INSTRUCTIONS FOR THE TASK:
Echo word for word the part of the data below that opens with the line containing "Please mark the tower" and continues through the end of the data, including both of those ends.

"""

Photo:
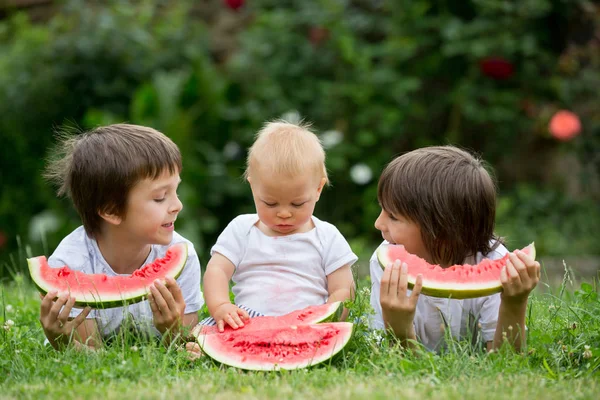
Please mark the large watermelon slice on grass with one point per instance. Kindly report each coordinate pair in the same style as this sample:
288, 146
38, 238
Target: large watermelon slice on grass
102, 291
292, 341
458, 281
329, 312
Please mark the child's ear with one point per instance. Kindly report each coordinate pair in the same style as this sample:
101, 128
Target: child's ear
111, 218
321, 186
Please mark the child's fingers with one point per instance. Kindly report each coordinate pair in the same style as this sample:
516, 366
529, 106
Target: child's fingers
159, 300
47, 301
81, 317
153, 306
525, 258
534, 270
196, 330
394, 277
386, 279
229, 319
175, 290
511, 271
165, 300
503, 275
237, 320
64, 314
403, 284
414, 296
58, 304
519, 267
243, 314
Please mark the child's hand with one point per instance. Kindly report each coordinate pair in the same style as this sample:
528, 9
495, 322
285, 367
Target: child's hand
167, 305
399, 309
55, 322
520, 275
232, 314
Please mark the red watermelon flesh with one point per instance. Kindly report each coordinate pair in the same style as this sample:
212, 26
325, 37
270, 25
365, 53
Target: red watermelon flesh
329, 312
290, 347
102, 291
458, 281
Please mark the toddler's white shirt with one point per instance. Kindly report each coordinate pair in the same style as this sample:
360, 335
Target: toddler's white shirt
476, 317
81, 253
275, 275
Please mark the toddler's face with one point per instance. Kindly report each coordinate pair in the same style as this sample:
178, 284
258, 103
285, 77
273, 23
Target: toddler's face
397, 229
285, 205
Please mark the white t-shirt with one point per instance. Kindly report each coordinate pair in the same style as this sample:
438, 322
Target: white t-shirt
81, 253
275, 275
469, 317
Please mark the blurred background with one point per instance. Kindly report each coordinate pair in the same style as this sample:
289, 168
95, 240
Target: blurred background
516, 82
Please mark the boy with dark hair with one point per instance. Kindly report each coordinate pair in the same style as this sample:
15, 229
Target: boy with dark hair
122, 180
440, 203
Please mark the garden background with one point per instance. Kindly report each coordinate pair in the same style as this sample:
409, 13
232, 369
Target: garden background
376, 78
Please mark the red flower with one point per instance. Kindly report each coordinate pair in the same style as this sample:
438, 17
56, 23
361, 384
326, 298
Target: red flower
496, 68
318, 35
234, 4
564, 125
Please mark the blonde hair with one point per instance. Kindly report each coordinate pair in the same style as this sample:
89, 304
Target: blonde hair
286, 149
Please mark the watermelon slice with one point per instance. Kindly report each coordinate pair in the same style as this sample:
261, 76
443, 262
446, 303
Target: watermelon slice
102, 291
329, 312
458, 281
284, 347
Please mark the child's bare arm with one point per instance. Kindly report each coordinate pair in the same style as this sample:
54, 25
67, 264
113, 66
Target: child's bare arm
519, 278
216, 291
340, 284
61, 330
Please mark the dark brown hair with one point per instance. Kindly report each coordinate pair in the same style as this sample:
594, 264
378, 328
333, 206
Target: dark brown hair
449, 194
97, 169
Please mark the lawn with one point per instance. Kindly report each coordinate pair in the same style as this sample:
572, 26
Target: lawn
562, 360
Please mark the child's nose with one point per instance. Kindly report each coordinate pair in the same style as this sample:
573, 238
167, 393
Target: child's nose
177, 205
284, 213
378, 222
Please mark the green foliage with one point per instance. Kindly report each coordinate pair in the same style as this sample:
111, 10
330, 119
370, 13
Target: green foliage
559, 226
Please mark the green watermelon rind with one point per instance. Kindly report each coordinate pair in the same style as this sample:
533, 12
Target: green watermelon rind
348, 335
34, 266
457, 293
333, 314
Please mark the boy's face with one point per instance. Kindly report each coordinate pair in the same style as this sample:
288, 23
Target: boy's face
285, 205
152, 208
397, 229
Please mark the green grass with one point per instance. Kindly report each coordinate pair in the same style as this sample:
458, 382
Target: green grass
562, 361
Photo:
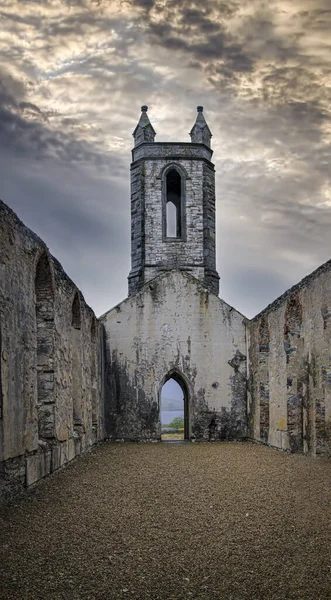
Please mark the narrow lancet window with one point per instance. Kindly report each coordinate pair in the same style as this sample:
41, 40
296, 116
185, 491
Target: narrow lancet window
174, 205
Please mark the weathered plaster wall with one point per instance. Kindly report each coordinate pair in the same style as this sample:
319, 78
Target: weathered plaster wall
290, 368
175, 324
46, 358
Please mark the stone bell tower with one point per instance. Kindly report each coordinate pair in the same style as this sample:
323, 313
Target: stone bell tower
172, 206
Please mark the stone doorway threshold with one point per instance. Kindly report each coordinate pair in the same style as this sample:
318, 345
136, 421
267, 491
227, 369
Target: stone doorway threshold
175, 441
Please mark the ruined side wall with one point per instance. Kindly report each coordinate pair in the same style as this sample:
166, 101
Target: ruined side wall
38, 374
175, 324
290, 368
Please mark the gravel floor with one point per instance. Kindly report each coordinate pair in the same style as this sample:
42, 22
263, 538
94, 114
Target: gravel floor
161, 521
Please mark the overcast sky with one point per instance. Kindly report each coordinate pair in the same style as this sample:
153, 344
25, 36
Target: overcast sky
73, 75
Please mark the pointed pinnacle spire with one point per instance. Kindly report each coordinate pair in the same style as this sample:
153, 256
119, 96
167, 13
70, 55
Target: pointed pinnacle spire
144, 131
200, 132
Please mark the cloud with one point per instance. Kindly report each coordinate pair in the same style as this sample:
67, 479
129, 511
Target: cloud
76, 75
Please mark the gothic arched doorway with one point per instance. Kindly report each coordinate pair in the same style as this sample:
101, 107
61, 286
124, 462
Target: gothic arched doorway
173, 402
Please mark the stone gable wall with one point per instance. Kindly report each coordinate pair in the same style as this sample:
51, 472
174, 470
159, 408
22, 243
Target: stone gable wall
45, 361
175, 325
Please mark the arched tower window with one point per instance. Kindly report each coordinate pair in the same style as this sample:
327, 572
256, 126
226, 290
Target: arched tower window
173, 206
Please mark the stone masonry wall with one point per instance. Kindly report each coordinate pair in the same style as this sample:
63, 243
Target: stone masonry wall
50, 361
150, 252
174, 325
290, 368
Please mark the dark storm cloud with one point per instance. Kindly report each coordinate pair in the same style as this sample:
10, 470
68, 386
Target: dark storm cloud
77, 73
33, 138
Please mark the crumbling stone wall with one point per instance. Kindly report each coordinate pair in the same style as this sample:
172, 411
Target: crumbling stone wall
50, 361
290, 364
194, 251
174, 325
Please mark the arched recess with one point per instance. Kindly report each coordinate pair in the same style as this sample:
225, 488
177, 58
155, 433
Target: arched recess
177, 376
76, 365
264, 340
297, 400
44, 293
94, 350
1, 360
76, 316
173, 204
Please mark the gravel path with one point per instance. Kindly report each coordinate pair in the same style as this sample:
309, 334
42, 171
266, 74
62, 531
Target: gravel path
162, 521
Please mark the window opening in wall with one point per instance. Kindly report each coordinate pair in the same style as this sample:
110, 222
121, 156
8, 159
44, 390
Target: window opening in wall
173, 411
174, 226
93, 330
76, 315
45, 348
1, 396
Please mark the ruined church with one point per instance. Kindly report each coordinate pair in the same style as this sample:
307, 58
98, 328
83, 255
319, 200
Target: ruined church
69, 380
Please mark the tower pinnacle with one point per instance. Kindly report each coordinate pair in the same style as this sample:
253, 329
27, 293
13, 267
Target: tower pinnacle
200, 132
144, 131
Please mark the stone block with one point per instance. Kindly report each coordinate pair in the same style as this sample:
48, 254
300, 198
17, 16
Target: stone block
71, 449
37, 467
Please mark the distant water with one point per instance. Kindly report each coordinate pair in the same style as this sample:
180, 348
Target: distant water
168, 415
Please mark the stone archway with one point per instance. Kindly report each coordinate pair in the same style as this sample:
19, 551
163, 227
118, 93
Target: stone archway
180, 379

"""

PROBLEM SOLUTION:
Please mark the tower pinnacle with one point per instance. Kindly report each coordinate pair in the same style as this sample:
253, 329
27, 293
13, 267
Target: tower pinnacle
200, 132
144, 131
Please mark the stone block with one point per instance. Kindly report each coordinate pair in the same style as this sample:
48, 254
300, 198
17, 16
Target: stone block
71, 449
37, 467
Please mark the distant water with one point per instance. Kindly report each coordinate pair in the same style as this sample:
180, 348
Target: distant water
168, 415
Please mark the stone archway with one point per instance. Kindly report each coordinate pair in the same style as this sample:
19, 551
163, 227
118, 93
Target: stone archway
180, 379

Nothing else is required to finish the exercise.